▼
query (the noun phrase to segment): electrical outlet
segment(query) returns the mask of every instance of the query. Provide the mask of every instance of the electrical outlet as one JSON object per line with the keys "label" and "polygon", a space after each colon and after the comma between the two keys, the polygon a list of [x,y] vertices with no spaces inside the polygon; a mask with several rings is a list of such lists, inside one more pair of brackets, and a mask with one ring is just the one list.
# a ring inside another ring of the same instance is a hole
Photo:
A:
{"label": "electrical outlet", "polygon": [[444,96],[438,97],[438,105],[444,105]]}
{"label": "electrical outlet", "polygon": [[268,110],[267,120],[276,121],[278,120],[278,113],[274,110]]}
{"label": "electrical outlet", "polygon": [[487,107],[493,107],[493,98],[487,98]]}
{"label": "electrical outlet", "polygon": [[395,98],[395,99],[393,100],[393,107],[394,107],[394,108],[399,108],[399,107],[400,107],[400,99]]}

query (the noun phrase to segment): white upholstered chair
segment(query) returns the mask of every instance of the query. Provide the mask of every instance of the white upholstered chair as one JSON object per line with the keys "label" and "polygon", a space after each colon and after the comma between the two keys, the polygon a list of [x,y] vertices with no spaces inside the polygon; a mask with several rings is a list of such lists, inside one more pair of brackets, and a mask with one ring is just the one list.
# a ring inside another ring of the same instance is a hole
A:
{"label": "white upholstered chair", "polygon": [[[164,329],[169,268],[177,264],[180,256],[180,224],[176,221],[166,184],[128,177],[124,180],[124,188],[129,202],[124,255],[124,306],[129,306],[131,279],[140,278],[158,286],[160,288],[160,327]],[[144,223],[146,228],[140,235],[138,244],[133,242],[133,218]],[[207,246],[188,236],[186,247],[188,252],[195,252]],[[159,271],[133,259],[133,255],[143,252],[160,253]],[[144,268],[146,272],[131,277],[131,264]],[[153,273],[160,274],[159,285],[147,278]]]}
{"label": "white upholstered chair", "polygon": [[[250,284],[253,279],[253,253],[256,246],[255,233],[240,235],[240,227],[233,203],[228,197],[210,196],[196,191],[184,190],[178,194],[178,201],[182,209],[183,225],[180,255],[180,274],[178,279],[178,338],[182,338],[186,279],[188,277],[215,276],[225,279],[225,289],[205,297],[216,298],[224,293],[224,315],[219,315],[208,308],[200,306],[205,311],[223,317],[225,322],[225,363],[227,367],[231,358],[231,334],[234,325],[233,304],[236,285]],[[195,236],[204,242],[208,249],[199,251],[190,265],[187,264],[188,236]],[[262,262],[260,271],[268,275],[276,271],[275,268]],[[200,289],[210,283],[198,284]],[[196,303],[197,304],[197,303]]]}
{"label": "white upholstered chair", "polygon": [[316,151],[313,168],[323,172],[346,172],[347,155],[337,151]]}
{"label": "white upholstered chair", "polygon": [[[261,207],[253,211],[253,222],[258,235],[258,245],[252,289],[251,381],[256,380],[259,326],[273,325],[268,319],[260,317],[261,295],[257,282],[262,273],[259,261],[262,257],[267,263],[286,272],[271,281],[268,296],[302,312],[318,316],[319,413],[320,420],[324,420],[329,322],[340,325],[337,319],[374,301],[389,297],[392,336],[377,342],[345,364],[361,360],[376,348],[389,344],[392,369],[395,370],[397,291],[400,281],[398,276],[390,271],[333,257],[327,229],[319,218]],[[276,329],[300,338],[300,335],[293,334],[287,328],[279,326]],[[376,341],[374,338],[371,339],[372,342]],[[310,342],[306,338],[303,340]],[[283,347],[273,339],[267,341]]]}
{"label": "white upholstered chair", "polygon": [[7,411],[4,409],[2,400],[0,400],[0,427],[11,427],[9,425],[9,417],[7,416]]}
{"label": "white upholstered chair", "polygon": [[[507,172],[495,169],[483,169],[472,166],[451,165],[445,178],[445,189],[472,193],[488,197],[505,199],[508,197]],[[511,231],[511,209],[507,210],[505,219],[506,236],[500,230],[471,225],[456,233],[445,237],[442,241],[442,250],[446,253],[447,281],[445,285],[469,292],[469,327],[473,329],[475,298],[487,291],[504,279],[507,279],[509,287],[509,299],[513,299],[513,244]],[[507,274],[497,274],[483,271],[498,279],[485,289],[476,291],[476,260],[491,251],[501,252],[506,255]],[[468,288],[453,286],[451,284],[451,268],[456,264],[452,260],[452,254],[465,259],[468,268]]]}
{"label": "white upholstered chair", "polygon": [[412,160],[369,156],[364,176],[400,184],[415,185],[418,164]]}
▲
## How to complete this task
Work out how many lines in the records above include the string "phrase", and provide that figure with no other text.

## Exercise response
2